Restate the customs warehousing text from "Type R is a" to "authorised CFSP traders.", changing "depositor" to "depositing trader".

• [Text section]
* * *
5. Imports to certain regimes
5.1 Customs Warehousing
General
This is an EU customs procedure under which non-EU goods may be stored without payment of the Customs Duty and import VAT due.
Type R is a public warehouse authorised for use by warehouse keepers whose main business is the storage of goods deposited by other traders.
Type U is a private warehouse authorised for use by individual traders for the storage of goods. Although the warehouse keeper has to be the same person as the depositor, meaning the person bound by the declaration placing the goods under the warehousing procedure, it is not necessary that they also have to own the goods.
Entry to customs warehousing procedure
Goods imported for customs warehousing must be declared to customs in the normal way using the SAD. However, goods can be entered to customs warehousing by the simplified declaration procedure and Entry in the Declarant’s Records (EIDR) by authorised CFSP traders.
Removal from customs warehousing procedure
a) Removals from customs warehousing for export to non-EU countries must be declared on a form C88. Read about UK Trade Tariff: community and common transit outwards.
b) For removals from customs warehousing to free circulation and other suspensive procedures, declarations can be made on a form C88 for each individual removal or by using EIDR.
Information on valuation for removals from customs warehouse is contained in Notice 252 for Customs Duty and Notice 702 VAT: Imports and warehoused goods for import VAT.
Further information
You can get more information about customs warehousing, including simplified procedures for removals in Notice 3001 or from the Imports and exports: general enquiries helpline.
* * *
• [Dataset content]

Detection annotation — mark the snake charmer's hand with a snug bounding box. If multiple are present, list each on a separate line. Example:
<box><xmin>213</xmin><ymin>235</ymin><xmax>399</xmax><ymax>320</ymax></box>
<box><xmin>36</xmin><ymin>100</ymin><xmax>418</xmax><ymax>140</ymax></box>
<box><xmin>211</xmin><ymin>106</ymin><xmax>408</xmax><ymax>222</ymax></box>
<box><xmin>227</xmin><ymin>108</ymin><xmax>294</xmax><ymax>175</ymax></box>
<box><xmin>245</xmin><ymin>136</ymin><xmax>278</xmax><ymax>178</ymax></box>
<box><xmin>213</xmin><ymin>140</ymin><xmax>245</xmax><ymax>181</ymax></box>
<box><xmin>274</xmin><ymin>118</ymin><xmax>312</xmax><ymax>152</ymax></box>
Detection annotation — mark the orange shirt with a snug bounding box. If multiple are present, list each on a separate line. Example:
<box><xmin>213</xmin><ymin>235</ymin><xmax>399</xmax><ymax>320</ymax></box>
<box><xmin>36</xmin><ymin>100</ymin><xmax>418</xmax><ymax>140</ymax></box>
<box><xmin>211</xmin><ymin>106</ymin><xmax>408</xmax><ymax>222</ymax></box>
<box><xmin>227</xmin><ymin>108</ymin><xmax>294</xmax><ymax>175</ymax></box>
* * *
• [Reply to the exercise]
Type R is a public warehouse authorised for use by warehouse keepers whose main business is the storage of goods deposited by other traders.
Type U is a private warehouse authorised for use by individual traders for the storage of goods. Although the warehouse keeper has to be the same person as the depositing trader, meaning the person bound by the declaration placing the goods under the warehousing procedure, it is not necessary that they also have to own the goods.
Entry to customs warehousing procedure
Goods imported for customs warehousing must be declared to customs in the normal way using the SAD. However, goods can be entered to customs warehousing by the simplified declaration procedure and Entry in the Declarant’s Records (EIDR) by authorised CFSP traders.